PASSAGE SHOWN:
📺🩳 Explanation of Youtube Summarization

Description of the summary api


async def async_generator_summary_timestamps(
    url: str, use_whisper: bool = False, openai_api_key: Optional[str] = None
    video_id = extract_video_id(url)
    phrases = transcribe_youtube(video_id, use_whisper)
    phrases = group_speech_segments(phrases, max_length=300)
    phrases = summary_segments_to_md(
        phrases, openai_api_key=openai_api_key, video_id=video_id
    return phrases

This API takes a YouTube URL, a "whisper" flag, and an optional OpenAI API key. It extracts the video ID, transcribes speech, batches phrases with start and end timestamps, and formats them into prompts. Batching bypasses the token limit, but comes with a cost.

Step 1) Extract videoID

def extract_video_id(url: str) -> str:
    match = re.search(
    if match:
        return match.group(1)
        raise ValueError("Invalid youtube url")

Most videos are referenced by videoID which can be extracted using the provided regex. This regex supports both youtube.com and youtu.be which comes often as shortened urls. Its nice to support both since i know you intend on using nice routing tricks.

Step 2) Transcription (whisper optional)

https://github.com/jxnl/video-summary-streamer/blob/main/summary_app/transcribe.py For most modern videos, the transcript API takes the video ID (regex can be found in the extract_video_id function) and returns the whole transcript. It is also available as an npm package, youtube-transcript. It works as needed. I think supporting whisper should be left for later. If the transcript is missing, we can let the user know that whisper is a work-in-progress.


Aside: Costs

If you have the transcript, the cost of the summary will be.

# batch_size is set to ~ 9000
# max result tokens is about ~1000
transcript_tokens = len(transcripts) // 4
n_batchs = transcript_costs / batch_size
prompt_tokens = 400 * n_batchs
result_tokens = (max) max_tokens * n_batchs

tokens = transcript_costs + prompt_tokens + result_tokens
price_max = tokens * 0.02

If you make the default transcripts an async generator (or stream) It'll leave room to support whisper as a async generator (or stream) later on. Its helpful to have that from_whisper boolean attribute so we can change behavior later on in the code.

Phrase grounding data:

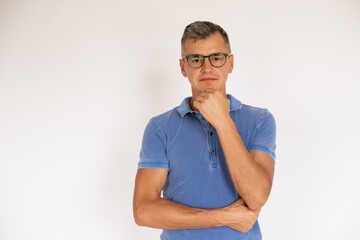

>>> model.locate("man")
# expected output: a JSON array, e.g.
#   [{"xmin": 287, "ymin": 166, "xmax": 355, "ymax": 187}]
[{"xmin": 133, "ymin": 22, "xmax": 276, "ymax": 240}]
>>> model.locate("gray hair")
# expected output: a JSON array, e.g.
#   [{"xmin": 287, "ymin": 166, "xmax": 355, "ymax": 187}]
[{"xmin": 181, "ymin": 21, "xmax": 231, "ymax": 55}]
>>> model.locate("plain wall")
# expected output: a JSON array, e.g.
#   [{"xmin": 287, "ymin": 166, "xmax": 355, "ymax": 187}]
[{"xmin": 0, "ymin": 0, "xmax": 360, "ymax": 240}]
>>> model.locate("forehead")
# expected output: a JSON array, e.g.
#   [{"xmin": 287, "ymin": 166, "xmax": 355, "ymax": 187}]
[{"xmin": 184, "ymin": 32, "xmax": 228, "ymax": 55}]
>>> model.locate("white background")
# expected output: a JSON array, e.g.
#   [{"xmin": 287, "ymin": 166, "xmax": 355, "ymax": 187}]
[{"xmin": 0, "ymin": 0, "xmax": 360, "ymax": 240}]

ACTIVITY: Rewrite the paragraph of the YouTube summarization explanation that begins "This API takes a YouTube URL" as a short bulleted list that keeps its main facts.

SOLVED EXERCISE:
- Inputs: a YouTube URL, a "whisper" flag, and an optional OpenAI API key.
- Processing: extracts the video ID, transcribes the speech, batches phrases with start and end timestamps, and formats them into prompts.
- Trade-off: batching gets around the token limit but comes with a cost.